--- Start Information provided ---

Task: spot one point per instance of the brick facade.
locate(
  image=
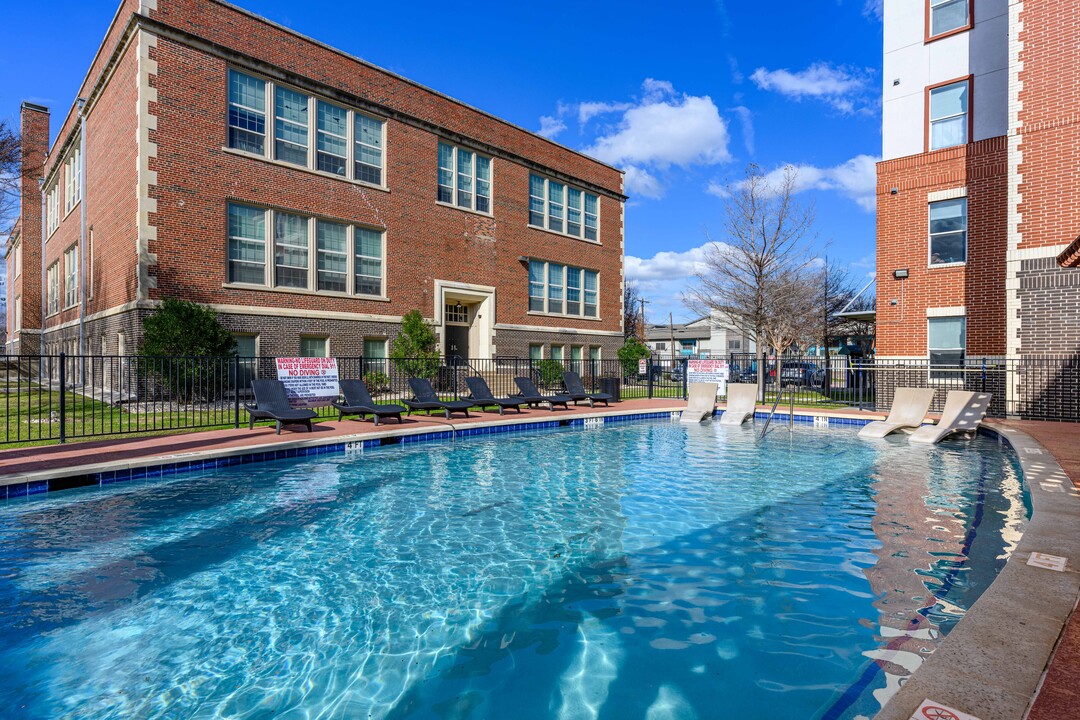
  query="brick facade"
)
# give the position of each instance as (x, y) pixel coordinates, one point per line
(159, 178)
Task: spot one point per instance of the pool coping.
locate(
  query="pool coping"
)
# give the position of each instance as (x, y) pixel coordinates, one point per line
(991, 664)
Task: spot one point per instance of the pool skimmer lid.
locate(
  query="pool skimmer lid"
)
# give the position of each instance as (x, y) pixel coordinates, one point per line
(934, 710)
(1048, 561)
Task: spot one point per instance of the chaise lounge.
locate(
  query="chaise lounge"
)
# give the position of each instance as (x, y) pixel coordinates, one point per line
(481, 395)
(427, 399)
(909, 406)
(963, 412)
(577, 391)
(532, 397)
(358, 401)
(271, 403)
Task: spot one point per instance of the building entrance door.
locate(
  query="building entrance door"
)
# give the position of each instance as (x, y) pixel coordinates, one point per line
(457, 343)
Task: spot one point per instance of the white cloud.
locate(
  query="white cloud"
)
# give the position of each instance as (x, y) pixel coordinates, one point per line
(855, 179)
(841, 87)
(551, 126)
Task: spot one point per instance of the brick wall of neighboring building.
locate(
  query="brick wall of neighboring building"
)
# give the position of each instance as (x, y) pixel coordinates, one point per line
(903, 243)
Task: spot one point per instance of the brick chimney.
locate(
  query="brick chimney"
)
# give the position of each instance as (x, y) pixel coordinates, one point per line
(34, 130)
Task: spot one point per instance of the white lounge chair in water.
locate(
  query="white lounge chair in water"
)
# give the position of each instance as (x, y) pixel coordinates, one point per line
(963, 412)
(701, 404)
(908, 409)
(742, 403)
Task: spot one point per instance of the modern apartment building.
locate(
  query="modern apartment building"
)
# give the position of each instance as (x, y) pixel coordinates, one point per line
(977, 188)
(310, 198)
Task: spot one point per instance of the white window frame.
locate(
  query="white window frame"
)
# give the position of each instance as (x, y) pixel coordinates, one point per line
(71, 276)
(931, 235)
(53, 284)
(270, 255)
(72, 178)
(562, 216)
(457, 178)
(562, 289)
(352, 157)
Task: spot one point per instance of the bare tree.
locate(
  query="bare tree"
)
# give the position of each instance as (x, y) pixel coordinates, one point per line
(10, 174)
(751, 270)
(633, 320)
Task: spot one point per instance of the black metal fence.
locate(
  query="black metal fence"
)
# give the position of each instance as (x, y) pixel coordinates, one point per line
(63, 397)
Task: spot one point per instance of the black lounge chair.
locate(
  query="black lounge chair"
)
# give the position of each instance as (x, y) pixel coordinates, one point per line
(481, 394)
(358, 401)
(577, 391)
(532, 397)
(427, 399)
(271, 403)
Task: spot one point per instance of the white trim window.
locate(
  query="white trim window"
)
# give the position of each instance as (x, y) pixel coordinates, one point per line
(297, 118)
(946, 339)
(948, 116)
(71, 276)
(53, 209)
(563, 208)
(948, 231)
(347, 259)
(558, 289)
(464, 178)
(53, 283)
(947, 15)
(72, 179)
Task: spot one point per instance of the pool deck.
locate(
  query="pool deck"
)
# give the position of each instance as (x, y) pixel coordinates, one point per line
(966, 673)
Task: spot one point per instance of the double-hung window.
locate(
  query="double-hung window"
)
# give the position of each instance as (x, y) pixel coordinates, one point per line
(947, 16)
(948, 231)
(948, 114)
(946, 340)
(464, 178)
(72, 175)
(563, 208)
(71, 276)
(309, 254)
(558, 289)
(347, 143)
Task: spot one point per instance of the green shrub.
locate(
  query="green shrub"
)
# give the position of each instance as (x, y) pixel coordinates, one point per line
(186, 350)
(415, 351)
(631, 352)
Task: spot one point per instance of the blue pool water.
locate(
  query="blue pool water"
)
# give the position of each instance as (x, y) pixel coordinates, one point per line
(646, 570)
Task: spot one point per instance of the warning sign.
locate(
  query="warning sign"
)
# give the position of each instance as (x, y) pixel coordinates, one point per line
(309, 381)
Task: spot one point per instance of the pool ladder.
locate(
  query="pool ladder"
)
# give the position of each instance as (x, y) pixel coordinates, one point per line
(790, 390)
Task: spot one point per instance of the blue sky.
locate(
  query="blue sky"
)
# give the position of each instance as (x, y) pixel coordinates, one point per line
(682, 96)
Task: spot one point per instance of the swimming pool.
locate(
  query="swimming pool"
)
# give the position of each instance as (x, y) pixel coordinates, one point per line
(644, 570)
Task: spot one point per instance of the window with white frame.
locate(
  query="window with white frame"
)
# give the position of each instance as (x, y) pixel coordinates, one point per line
(308, 253)
(563, 208)
(946, 339)
(53, 209)
(71, 276)
(343, 138)
(464, 178)
(558, 289)
(948, 231)
(72, 178)
(948, 15)
(948, 114)
(53, 283)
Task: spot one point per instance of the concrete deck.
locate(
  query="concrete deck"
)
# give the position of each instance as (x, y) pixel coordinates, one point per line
(991, 665)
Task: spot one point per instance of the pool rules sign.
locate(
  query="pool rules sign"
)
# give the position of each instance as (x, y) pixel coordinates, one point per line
(309, 381)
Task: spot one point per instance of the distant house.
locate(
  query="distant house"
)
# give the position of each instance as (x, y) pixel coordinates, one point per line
(710, 336)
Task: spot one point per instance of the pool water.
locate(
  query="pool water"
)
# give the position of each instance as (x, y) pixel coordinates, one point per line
(645, 570)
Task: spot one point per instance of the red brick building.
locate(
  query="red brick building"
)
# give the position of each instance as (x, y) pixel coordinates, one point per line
(977, 188)
(310, 198)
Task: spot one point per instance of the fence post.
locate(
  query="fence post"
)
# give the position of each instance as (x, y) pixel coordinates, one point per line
(63, 399)
(235, 391)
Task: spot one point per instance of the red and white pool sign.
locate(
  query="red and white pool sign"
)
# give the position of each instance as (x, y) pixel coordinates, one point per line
(309, 381)
(934, 710)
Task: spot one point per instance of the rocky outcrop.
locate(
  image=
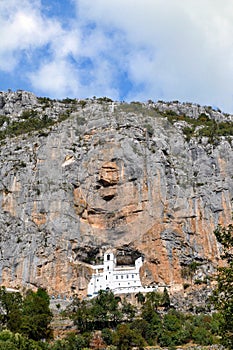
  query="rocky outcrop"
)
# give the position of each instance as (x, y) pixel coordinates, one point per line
(101, 176)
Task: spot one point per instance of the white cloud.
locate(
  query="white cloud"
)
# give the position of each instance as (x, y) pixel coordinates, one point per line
(168, 49)
(178, 49)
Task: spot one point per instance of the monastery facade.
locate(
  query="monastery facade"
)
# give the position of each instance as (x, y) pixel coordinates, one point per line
(119, 279)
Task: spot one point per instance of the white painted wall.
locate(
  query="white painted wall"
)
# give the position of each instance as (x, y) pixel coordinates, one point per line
(125, 279)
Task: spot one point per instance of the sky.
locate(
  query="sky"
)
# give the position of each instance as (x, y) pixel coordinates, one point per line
(128, 50)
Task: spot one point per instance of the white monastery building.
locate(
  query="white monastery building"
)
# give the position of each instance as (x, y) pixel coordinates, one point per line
(119, 279)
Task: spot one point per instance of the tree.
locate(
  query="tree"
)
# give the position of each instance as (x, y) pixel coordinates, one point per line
(36, 315)
(223, 295)
(10, 309)
(126, 338)
(166, 299)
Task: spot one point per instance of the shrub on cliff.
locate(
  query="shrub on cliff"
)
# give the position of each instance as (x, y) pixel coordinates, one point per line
(223, 295)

--- End Information provided ---

◆ Direction ◆
Omit the pictures and give the material again, exactly and in full.

◆ Answer to this exercise ◆
Task: spot one point per instance of the brick facade.
locate(
  image=
  query="brick facade"
)
# give the position of each instance as (x, y) pixel coordinates, one point per line
(159, 178)
Task: spot one point per instance of the pool coping.
locate(
  query="pool coping"
)
# give the position of each instance as (x, y) pixel coordinates, one point per line
(991, 664)
Task: spot one point per instance of the pool skimmer lid.
locate(
  query="pool skimmer lid"
)
# give the position of each instance as (x, y) pixel coordinates, one point per line
(934, 710)
(1048, 561)
Task: spot one point per instance of the chaise lounge.
locate(
  query="chaise lounge"
)
# give the position of each instance as (x, y) pixel coordinates, one point per line
(481, 395)
(427, 399)
(909, 406)
(963, 412)
(577, 391)
(532, 397)
(358, 401)
(271, 403)
Task: spot one point per instance of the building entrance door.
locate(
  query="building entrance door"
)
# give the position of each instance as (x, y) pixel coordinates, one point per line
(457, 343)
Task: spot one point per instance of the white cloud.
locate(
  query="white cloud"
)
# give the position of each instance as (x, y) pixel coordinates, one point per line
(855, 179)
(841, 87)
(551, 126)
Task: spot one point per instance of the brick wall of neighboring building.
locate(
  query="brick wall of neighboring building"
)
# give the position of each instance as (x, y) pixel coordinates, one point per line
(903, 243)
Task: spot one point per instance of the brick chimney.
locate(
  query="brick chimney"
)
# give the position of each instance as (x, y) pixel coordinates, one point per line
(34, 130)
Task: spot one point per instance of the white lounge chair in water.
locate(
  query="white lounge chair in water"
)
# give the position of each instance as (x, y) pixel coordinates, one point per line
(963, 412)
(701, 404)
(908, 409)
(742, 403)
Task: spot one point per instance of the modern apartment building.
locate(
  query="modern apartment building"
)
# give the position of each instance as (x, y) pixel coordinates, one point per line
(977, 188)
(310, 198)
Task: spot one point per instance of the white window frame.
locate(
  query="white window frame"
)
# give the position of each instance as (x, y) pixel coordinates, one point per line
(71, 276)
(931, 235)
(53, 284)
(270, 255)
(72, 178)
(562, 216)
(457, 178)
(562, 289)
(352, 157)
Task: spot one point per instance of the bare tree.
locate(
  query="bare tree"
)
# give the position of each instance as (x, y) pixel coordinates, one point per line
(10, 174)
(751, 270)
(633, 320)
Task: spot one point per instance of the black metal fence.
locate(
  query="black metal fence"
)
# give the position of each instance as (x, y) pixel coordinates, one point per line
(63, 397)
Task: spot one point per instance of the black lounge chair.
locate(
  query="black lounge chair"
)
# give the position of each instance as (x, y) pixel coordinates, one point per line
(481, 394)
(358, 401)
(577, 391)
(532, 397)
(427, 399)
(271, 403)
Task: spot one point per instance of the white trim window.
locate(
  query="white trim window"
)
# give the position of each instance as (x, y) pixel coordinates, one point per line
(297, 118)
(946, 339)
(948, 116)
(71, 276)
(53, 209)
(563, 208)
(948, 231)
(347, 259)
(558, 289)
(464, 178)
(53, 283)
(947, 15)
(72, 179)
Task: spot one point per instance of the pool deck.
locate(
  query="pool deck"
)
# give the position of each instance as (x, y) pixel coordinates, one point per line
(966, 673)
Task: spot one point per instance of the double-hung window.
locate(
  query="double-hung window"
)
# give the position of each instance as (x, y) pixel coordinates, one point per line
(947, 16)
(948, 231)
(948, 114)
(946, 340)
(464, 178)
(72, 175)
(563, 208)
(71, 276)
(309, 254)
(558, 289)
(347, 143)
Task: spot one point per instance of the green shrub.
locate(
  query="green shrub"
)
# give the position of each instance as (x, y) pixel coordinates, one point per line
(186, 350)
(415, 351)
(631, 352)
Task: spot one point per instance of the blue pool water.
locate(
  query="blue pool water"
)
# give the position of each instance as (x, y) pixel coordinates, one point per line
(646, 570)
Task: spot one point per instance of the warning sign.
locate(
  query="warning sign"
)
# give the position of each instance as (x, y) pixel coordinates, one point per line
(309, 381)
Task: spot one point per instance of the pool ladder.
locate(
  query="pool ladder"
)
# give the position of each instance as (x, y) pixel coordinates, one point per line
(790, 390)
Task: spot one point per instance of the blue sky.
locate(
  query="blue sky"
)
# give the position of each instance as (x, y) pixel coordinates, one point per line
(682, 96)
Task: spot one point per instance of the swimming pool.
locate(
  query="swimming pool"
)
# give the position of each instance as (x, y) pixel coordinates, one point per line
(644, 570)
Task: spot one point per instance of the window with white frame.
locate(
  query="window with white frame"
)
# give the position of each instance as (x, y) pixel coordinates, one point per line
(308, 253)
(563, 208)
(946, 339)
(53, 209)
(71, 276)
(343, 138)
(464, 178)
(558, 289)
(948, 231)
(72, 178)
(948, 15)
(948, 114)
(53, 283)
Task: spot one point per instance of the concrete deck.
locate(
  query="concrete deck"
)
# give the position of each instance as (x, y) pixel coordinates, one point per line
(991, 665)
Task: spot one point per instance of the pool rules sign.
locate(
  query="pool rules sign"
)
# give the position of each instance as (x, y) pixel coordinates, one point per line
(309, 381)
Task: spot one point per instance of the distant house.
locate(
  query="distant house"
)
# give the position of each instance as (x, y) pixel coordinates, one point per line
(710, 336)
Task: spot one point per instance of the pool water.
locate(
  query="pool water"
)
# give the position of each instance as (x, y) pixel coordinates, one point per line
(645, 570)
Task: spot one point per instance of the red brick building.
locate(
  query="red brick building"
)
# give the position of each instance as (x, y) pixel coordinates, one point per line
(977, 188)
(310, 198)
Task: spot one point per instance of the fence post.
locate(
  query="fence post"
)
# give the position of each instance as (x, y) pixel coordinates, one point per line
(63, 399)
(235, 391)
Task: spot one point per instance of the red and white pool sign.
locate(
  query="red and white pool sign"
)
# give the position of each instance as (x, y) pixel coordinates, one point per line
(309, 381)
(934, 710)
Task: spot one point per instance of the rocky outcrop.
locate(
  image=
  query="rocky outcrop"
)
# give the position of each instance as (x, y) pixel coordinates, one point per line
(101, 176)
Task: spot one point per instance of the white cloud.
locate(
  query="white cloud"
)
# give the position of each instance as (x, y) pixel coordinates, one point per line
(168, 49)
(178, 49)
Task: spot one point per instance of the monastery facade.
locate(
  query="monastery facade"
)
# give the position of each instance as (x, y) pixel coordinates, one point per line
(119, 279)
Task: spot one point per instance of the white painted wall.
locate(
  query="white painted wall"
)
# give the position of each instance as (x, y) pixel coordinates, one point per line
(125, 279)
Task: spot one point per instance of the sky.
locate(
  query="sky"
)
# give the position of each instance as (x, y) pixel coordinates, one point per line
(128, 50)
Task: spot one point per instance of the white monastery building.
locate(
  query="white monastery building"
)
# give the position of each instance as (x, y) pixel coordinates, one point per line
(119, 279)
Task: spot one point per instance of the tree.
locate(
  query="tree"
)
# give the position of each instance as (x, y) pixel coordinates, one point per line
(36, 315)
(223, 295)
(10, 309)
(126, 338)
(166, 299)
Task: spot one point per instance of the shrub on cliff.
locate(
  query="shrub on cliff"
)
# give the position of each instance as (x, y) pixel coordinates, one point per line
(223, 295)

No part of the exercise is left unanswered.